Natural language region descriptions
==========

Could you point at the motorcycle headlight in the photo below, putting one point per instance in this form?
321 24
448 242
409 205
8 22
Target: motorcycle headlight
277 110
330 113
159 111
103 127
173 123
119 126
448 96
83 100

==========

Copy each line of the data above without altering a single character.

Could you point at the motorcycle headlight in the photo below, putting one point per instance in this form?
321 24
448 242
409 205
8 22
Target: motorcycle headlight
277 110
330 113
159 111
103 127
173 123
119 126
448 96
83 100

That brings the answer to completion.